### TEXTAUSZUG:
====

So ist Angela Davis zu sehen, wie sie 1969 vor dem Hintergrund des
Vietnamkriegs vor einem drohenden Faschismus in den USA warnt. Schnitt ins
Jahr 1970 zum Kent-State-Massaker, bei dem die Nationalgarde vier friedlich
demonstrierende Studenten erschoss. Und [1][Black-Panthers-Mitgründer
Bobby Seale] erinnert 1968 daran, wie den afroamerikanischen Soldaten
schon im Zweiten Weltkrieg und später im Vietnamkrieg ihre Freiheit
versprochen wurde, ohne dass dies je eingelöst worden wäre. Stattdessen
gebe es „rassistische Polizeibrutalität“.
Ganz im Sinne dieser Exposition konzentriert sich Spike Lee in „Da 5
Bloods“ auf die Verbindung von Vietnamkrieg und Rassismus. Im heutigen
Saigon treffen sich die vier „Bloods“ Paul, Melvin, Otis und Eddie,
afroamerikanische Vietnam-Veteranen, um die sterblichen Überreste von
Norman, dem fünften ihrer damaligen Einheit, aufzuspüren und überführen zu
lassen.
Wie bei einer Art Klassentreffen setzt die Handlung ein: Man scherzt, geht
zusammen essen und feiern, bevor man tags darauf in den Dschungel
aufbricht, auf der Tonspur begleitet von Wagners „Walkürenritt“. So eine
ironische Verneigung vor Francis Ford Coppolas Vietnamklassiker „Apocalypse
Now“ muss eben mal sein.

====

### AUFGABENSTELLUNG:
Führe den Textauszug über Spike Lees Film „Da 5 Bloods“ im Anschluss an seinen letzten Satz weiter. Die Datensätze sind eigenständiges Material und gehören nicht zum Textauszug.

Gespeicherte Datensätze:
====

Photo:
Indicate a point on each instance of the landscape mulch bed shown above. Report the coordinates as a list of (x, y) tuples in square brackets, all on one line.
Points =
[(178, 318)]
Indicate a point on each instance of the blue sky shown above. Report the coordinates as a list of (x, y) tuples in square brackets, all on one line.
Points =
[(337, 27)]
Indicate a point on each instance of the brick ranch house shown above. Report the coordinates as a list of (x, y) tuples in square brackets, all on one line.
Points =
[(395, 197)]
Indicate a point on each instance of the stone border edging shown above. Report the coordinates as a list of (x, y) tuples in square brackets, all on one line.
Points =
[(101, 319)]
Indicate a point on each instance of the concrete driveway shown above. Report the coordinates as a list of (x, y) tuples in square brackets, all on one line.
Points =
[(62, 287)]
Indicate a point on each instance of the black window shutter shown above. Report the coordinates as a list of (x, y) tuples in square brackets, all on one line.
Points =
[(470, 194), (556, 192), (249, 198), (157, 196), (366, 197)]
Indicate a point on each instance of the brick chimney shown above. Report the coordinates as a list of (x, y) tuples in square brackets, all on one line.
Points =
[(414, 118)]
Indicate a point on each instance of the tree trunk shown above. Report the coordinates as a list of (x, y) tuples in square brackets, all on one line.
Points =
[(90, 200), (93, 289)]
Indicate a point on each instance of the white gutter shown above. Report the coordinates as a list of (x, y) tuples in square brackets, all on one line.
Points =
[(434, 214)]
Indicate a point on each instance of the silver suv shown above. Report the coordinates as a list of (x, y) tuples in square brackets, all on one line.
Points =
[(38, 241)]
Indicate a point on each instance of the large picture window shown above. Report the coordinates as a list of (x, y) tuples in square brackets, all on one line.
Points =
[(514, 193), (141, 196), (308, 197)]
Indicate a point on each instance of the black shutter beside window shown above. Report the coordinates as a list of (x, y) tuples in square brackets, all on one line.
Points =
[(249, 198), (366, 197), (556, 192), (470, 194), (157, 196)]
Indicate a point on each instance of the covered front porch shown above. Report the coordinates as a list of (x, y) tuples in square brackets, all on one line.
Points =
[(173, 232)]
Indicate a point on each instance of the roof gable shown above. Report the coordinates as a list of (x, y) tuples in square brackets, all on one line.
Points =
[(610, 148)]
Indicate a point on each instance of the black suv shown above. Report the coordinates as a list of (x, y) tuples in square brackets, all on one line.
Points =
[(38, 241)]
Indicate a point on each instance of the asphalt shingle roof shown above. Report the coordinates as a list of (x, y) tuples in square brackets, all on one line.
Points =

====

### ANTWORT ZUR AUFGABE:
Die Kriegsvergangenheit lässt Lee schon recht früh in Rückblenden als
Erinnerungen der vier GIs aufblitzen, der Eindeutigkeit halber quetscht er
das Bildformat ein wenig zusammen. Schon in der ersten Rückblende wird
klargestellt, dass die vier Kameraden mehr finden wollen als Knochen und
eine Dienstplakette. Denn Norman verloren sie damals auf einer Mission, sie
sollten ein abgeschossenes Armeeflugzeug sichern. Im Inneren des Wracks
fanden sie eine Kiste voll Gold, das die CIA an Kollaborateure auszahlen
wollte. Doch die „Bloods“ vergruben das Gold, um es später zu holen.
Nicht alle der vier haben ihren Kriegseinsatz gleichermaßen gut
überstanden. Besonders Paul (Delroy Lindo) zeigt sich schwer traumatisiert
und verbissen. Kompliziert wird die Expedition zudem durch Pauls Sohn David
(Jonathan Majors), der unerwartet zu der Gruppe stößt und sich an ihrer
Beute beteiligen will.
Das Verhältnis zwischen Vater und Sohn stellt sich als höchst distanziert
heraus, die Spannungen zwischen ihnen strahlen auf die gesamte Gruppe ab.
Wobei die Suche nach dem Gold und die Frage, was damit zu tun ist, auch
nicht gerade dem Zusammenhalt dienen.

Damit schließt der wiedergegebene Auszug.